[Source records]
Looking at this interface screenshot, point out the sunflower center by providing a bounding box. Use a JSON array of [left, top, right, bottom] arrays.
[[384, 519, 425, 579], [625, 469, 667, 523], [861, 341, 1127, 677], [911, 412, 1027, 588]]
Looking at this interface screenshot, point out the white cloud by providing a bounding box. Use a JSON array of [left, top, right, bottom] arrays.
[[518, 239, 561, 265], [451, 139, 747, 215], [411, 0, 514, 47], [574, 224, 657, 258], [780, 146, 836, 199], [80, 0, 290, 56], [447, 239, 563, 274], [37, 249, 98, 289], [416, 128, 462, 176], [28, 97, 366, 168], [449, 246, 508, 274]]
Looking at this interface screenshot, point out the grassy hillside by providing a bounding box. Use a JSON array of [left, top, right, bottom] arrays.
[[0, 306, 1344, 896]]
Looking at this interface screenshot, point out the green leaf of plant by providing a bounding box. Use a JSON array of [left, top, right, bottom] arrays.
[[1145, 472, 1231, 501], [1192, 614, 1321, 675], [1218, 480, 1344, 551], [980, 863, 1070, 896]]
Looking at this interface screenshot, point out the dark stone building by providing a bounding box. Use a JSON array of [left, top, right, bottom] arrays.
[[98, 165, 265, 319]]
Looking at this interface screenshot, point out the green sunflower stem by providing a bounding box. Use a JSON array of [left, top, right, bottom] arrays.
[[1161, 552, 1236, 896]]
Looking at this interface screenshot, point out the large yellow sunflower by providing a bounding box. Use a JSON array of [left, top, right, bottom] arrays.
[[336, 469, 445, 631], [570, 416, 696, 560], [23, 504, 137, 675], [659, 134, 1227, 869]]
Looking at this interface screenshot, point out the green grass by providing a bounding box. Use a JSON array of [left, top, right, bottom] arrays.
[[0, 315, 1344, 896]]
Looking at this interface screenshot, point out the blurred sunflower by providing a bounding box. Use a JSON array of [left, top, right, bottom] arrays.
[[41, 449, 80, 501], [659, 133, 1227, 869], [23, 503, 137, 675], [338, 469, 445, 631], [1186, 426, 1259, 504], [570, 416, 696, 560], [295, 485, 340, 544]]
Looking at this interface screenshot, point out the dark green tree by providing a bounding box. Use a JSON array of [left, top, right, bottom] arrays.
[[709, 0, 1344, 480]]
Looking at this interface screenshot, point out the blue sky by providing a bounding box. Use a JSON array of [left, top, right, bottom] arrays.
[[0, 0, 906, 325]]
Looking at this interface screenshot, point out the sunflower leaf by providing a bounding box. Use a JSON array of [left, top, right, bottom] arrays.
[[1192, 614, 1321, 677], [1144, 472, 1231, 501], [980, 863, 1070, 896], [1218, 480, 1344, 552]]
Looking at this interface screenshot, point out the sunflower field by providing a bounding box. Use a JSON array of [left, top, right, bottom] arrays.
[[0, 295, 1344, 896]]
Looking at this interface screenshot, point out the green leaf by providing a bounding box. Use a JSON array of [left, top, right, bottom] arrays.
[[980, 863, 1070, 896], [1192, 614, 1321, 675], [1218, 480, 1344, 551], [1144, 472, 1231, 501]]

▸ Aim of the exercise: Present the material between the lines holding "Looking at this interface screenshot, point out the grassy" and "863, 1070, 896]]", inclusive, as a Markdown table with the columns Row and Material line. Number each line and leave out any blank ones.

▸ The completed task:
| Row | Material line |
|---|---|
| 1 | Looking at this interface screenshot, point out the grassy hillside by providing a bounding box. Use a JSON array of [left, top, right, bottom] arrays. |
| 2 | [[0, 306, 1344, 896]] |
| 3 | Looking at this interface screenshot, point out the green leaf of plant by providing a bounding box. Use a JSON array of [left, top, right, bottom] arrays. |
| 4 | [[1145, 472, 1231, 501], [1192, 614, 1321, 675], [1218, 480, 1344, 551], [980, 863, 1070, 896]] |